- _Input records_:
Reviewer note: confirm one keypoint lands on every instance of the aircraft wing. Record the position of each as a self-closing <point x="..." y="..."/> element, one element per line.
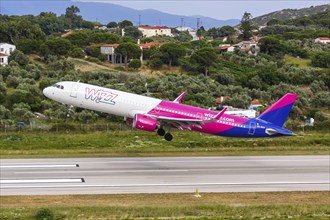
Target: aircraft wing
<point x="182" y="123"/>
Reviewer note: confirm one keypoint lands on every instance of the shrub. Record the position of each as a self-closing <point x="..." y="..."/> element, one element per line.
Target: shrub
<point x="135" y="64"/>
<point x="44" y="214"/>
<point x="156" y="63"/>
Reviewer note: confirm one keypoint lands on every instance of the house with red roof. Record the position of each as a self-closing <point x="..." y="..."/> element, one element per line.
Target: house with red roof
<point x="150" y="31"/>
<point x="5" y="51"/>
<point x="323" y="40"/>
<point x="109" y="50"/>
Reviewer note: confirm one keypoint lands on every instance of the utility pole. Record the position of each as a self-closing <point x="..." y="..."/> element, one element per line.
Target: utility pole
<point x="181" y="24"/>
<point x="198" y="21"/>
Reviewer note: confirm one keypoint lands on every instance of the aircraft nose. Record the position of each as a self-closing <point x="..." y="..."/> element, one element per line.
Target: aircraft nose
<point x="47" y="92"/>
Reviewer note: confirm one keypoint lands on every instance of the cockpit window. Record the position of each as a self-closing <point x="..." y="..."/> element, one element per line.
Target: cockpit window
<point x="58" y="86"/>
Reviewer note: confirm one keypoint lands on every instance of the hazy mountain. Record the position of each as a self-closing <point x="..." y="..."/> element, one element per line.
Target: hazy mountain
<point x="287" y="14"/>
<point x="106" y="12"/>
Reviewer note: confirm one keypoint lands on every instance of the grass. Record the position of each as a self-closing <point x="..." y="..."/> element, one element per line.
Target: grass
<point x="140" y="143"/>
<point x="299" y="62"/>
<point x="275" y="205"/>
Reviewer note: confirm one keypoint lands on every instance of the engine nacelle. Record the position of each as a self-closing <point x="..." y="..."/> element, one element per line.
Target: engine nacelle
<point x="144" y="122"/>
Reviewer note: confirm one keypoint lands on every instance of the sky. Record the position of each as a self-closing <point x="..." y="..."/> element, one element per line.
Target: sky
<point x="219" y="9"/>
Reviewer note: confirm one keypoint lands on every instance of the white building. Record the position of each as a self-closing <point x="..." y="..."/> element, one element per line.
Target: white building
<point x="3" y="59"/>
<point x="5" y="51"/>
<point x="149" y="31"/>
<point x="323" y="40"/>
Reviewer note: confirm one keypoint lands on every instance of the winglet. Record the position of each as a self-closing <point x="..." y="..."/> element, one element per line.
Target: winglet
<point x="217" y="117"/>
<point x="180" y="97"/>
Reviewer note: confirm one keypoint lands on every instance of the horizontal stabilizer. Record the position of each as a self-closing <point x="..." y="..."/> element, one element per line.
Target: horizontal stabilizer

- _Exercise brief_: Reproduce the entries exactly. Do not carry over any picture.

- _Response below_:
Reviewer note: confirm one keypoint lands on every instance of the aircraft wing. Record the position of each as a self-closing <point x="..." y="..."/> element, one element per line.
Target: aircraft wing
<point x="182" y="123"/>
Reviewer note: confirm one keypoint lands on every instance of the shrub. Record the position of each as a self-closing <point x="..." y="..."/> element, one element per line.
Target: shrub
<point x="135" y="64"/>
<point x="44" y="214"/>
<point x="156" y="63"/>
Reviewer note: confirm one keypoint lands on every instance of the house with red roof. Record the position of each as a self-closing <point x="..." y="..."/> element, one element per line.
Target: house with red roof
<point x="150" y="31"/>
<point x="5" y="51"/>
<point x="323" y="40"/>
<point x="109" y="50"/>
Reviewer note: confirm one keypoint lands on every instance of the utility pole. Record the position of each as a self-closing <point x="..." y="..."/> element, one element per line.
Target: utility pole
<point x="181" y="24"/>
<point x="198" y="21"/>
Reviewer note: confirm one keypoint lands on every instance of the aircraft nose. Record the position of each as a self-closing <point x="..." y="..."/> element, one element per line.
Target: aircraft nose
<point x="47" y="92"/>
Reviewer note: confirm one keypoint lands on every instance of the cockpit window. Record the position of each as a self-closing <point x="..." y="..."/> element, one element per line.
Target: cockpit window
<point x="58" y="86"/>
Reviewer note: confirm one keypoint lands on every instance of the hazy mountain. Record the position of each as a self-closing <point x="..." y="..."/> element, one element per line.
Target: hazy mountain
<point x="287" y="14"/>
<point x="106" y="12"/>
Reviewer note: confirm one keypoint lands on every instance of the grass. Record the position of each as a self-closing <point x="..." y="..."/> element, one element per line.
Target: grass
<point x="140" y="143"/>
<point x="299" y="62"/>
<point x="275" y="205"/>
Reviewer note: confirm one keypoint lands on every instance of the engine nacelle. Record the position of each as a self-closing <point x="..." y="..."/> element, one element per line.
Target: engine nacelle
<point x="144" y="122"/>
Reviewer note: confirm one keypoint lands on every instance of the sky. Record the position of each as a self-closing <point x="..." y="..."/> element, one element per line.
Target: sky
<point x="219" y="9"/>
Reviewer note: confirm one keypoint lands on every instance of the white building. Record the position of each as a self-closing <point x="..." y="..."/> element, one element per line.
Target: white building
<point x="3" y="59"/>
<point x="5" y="51"/>
<point x="149" y="31"/>
<point x="323" y="40"/>
Reviewer note: confirm one keypoint lands on every instance of the winglet. Record the position of each as a self-closing <point x="..." y="..."/> element, one element per line.
Target: winglet
<point x="217" y="117"/>
<point x="180" y="97"/>
Reviewer note: confirm one keypoint lands on every instance of the horizontal stabilizer. Record the position of each as a self-closing <point x="..." y="..."/> element, one element per line.
Target: horizontal stabilizer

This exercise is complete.